Your task —
Which lines in the data below contain the word "muddy"? Pull each of them out.

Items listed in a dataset
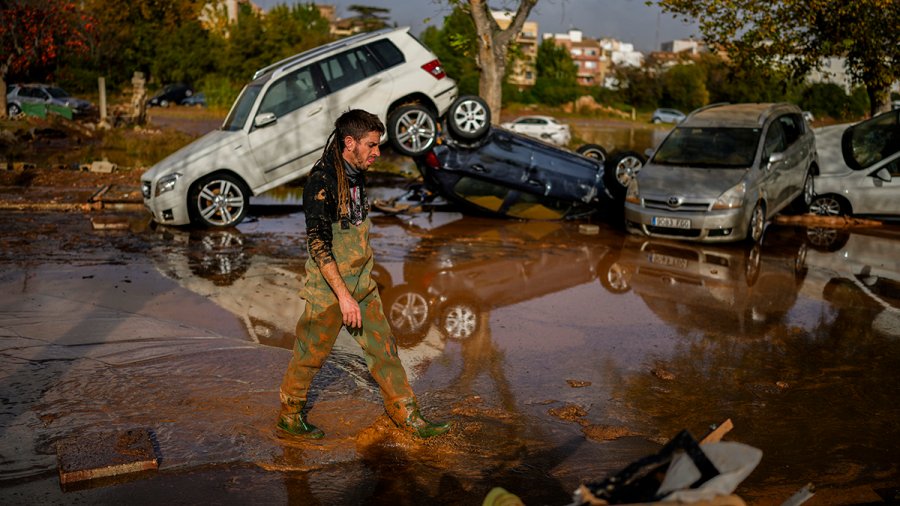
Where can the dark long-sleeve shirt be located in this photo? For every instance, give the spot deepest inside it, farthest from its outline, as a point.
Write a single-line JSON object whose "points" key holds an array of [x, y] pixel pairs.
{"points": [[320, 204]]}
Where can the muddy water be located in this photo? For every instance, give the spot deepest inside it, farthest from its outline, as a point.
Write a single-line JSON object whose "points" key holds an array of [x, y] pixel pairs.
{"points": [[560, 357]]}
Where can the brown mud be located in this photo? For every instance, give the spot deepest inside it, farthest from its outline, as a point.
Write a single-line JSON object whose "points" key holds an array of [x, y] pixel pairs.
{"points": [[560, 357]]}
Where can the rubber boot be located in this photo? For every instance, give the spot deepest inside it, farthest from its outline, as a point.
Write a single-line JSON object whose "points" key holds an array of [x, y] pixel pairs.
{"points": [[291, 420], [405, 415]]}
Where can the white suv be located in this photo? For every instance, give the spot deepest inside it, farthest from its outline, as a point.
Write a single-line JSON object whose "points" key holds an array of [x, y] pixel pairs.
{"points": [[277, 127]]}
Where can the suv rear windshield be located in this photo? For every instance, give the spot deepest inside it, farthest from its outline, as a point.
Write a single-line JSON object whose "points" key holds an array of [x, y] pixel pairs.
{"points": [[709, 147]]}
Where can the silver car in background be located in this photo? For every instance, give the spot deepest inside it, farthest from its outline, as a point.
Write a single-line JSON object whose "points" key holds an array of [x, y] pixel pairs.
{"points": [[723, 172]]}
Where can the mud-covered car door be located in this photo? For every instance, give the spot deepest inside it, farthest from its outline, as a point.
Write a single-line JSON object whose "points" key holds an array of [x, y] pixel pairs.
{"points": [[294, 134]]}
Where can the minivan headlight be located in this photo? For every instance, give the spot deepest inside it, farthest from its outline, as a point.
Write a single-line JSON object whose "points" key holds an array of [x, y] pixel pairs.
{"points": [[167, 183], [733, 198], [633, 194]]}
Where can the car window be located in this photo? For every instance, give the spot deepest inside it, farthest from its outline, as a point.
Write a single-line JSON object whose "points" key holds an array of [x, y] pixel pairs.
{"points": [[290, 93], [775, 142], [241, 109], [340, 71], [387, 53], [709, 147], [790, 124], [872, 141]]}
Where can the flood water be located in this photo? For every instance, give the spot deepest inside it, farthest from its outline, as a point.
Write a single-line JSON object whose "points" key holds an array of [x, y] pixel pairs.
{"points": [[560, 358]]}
* * *
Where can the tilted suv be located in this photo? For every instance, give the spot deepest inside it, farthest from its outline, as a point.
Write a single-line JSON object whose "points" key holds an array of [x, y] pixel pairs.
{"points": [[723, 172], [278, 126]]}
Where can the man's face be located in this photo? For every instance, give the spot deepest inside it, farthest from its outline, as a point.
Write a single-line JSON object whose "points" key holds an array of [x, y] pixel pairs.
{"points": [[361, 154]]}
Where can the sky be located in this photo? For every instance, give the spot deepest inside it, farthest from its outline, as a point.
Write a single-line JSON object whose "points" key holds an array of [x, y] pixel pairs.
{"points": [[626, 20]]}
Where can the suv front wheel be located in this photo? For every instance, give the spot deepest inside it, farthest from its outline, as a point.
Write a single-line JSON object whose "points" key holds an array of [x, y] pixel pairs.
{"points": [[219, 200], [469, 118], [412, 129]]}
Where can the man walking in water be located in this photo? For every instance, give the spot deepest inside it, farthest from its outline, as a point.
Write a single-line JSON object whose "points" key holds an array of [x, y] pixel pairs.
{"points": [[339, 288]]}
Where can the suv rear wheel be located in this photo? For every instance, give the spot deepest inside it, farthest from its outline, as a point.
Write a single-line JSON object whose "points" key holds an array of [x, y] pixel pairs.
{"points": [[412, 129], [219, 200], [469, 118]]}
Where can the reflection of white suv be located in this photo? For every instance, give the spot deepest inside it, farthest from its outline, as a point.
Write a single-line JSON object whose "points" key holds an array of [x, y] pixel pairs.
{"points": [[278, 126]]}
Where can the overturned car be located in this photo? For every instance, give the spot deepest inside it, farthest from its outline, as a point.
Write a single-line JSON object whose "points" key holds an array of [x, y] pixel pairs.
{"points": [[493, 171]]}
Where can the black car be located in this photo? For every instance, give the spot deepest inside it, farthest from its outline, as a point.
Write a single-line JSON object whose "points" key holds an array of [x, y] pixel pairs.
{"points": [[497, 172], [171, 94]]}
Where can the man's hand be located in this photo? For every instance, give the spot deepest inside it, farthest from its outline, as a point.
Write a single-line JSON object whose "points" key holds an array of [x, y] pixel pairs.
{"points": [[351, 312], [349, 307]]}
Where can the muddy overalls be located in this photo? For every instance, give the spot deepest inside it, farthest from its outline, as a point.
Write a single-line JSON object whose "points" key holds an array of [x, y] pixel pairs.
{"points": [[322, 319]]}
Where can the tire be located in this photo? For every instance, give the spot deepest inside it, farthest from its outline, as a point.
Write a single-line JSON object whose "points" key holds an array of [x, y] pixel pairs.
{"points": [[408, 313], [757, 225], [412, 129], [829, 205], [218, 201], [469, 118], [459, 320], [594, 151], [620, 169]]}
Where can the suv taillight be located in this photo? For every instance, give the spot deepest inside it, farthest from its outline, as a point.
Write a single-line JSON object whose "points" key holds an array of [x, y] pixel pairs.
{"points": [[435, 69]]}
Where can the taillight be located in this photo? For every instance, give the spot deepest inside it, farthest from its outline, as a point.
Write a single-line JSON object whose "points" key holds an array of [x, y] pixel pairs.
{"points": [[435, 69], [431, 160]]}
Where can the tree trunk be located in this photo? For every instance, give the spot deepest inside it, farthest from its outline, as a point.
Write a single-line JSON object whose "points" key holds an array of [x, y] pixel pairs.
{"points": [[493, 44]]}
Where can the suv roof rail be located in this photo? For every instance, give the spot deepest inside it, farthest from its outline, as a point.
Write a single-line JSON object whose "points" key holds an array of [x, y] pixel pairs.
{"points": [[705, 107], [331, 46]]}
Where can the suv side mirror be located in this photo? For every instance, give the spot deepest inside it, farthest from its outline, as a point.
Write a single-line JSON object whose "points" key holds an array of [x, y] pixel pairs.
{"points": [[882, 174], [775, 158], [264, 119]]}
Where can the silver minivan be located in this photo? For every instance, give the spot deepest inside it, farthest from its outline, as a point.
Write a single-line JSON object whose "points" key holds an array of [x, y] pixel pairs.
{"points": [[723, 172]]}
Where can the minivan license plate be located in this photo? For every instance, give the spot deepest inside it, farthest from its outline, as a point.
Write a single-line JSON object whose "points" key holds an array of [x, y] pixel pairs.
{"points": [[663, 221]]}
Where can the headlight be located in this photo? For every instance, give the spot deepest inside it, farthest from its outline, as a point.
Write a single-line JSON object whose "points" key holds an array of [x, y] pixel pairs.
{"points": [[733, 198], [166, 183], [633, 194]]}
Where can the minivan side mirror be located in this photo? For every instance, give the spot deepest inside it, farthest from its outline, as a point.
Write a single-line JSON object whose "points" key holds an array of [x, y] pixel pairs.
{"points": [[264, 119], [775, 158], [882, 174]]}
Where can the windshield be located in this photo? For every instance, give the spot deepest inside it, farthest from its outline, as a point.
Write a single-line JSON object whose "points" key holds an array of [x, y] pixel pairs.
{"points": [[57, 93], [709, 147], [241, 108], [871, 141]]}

Answer space —
Where can the muddy water be located in this photo? For every instance, give the spot deepest inside it, farthest from its outline, as a point.
Where can the muddy overalls be located in this photo? For every instance, give the spot deepest inside it, farthest from its outline, as a point.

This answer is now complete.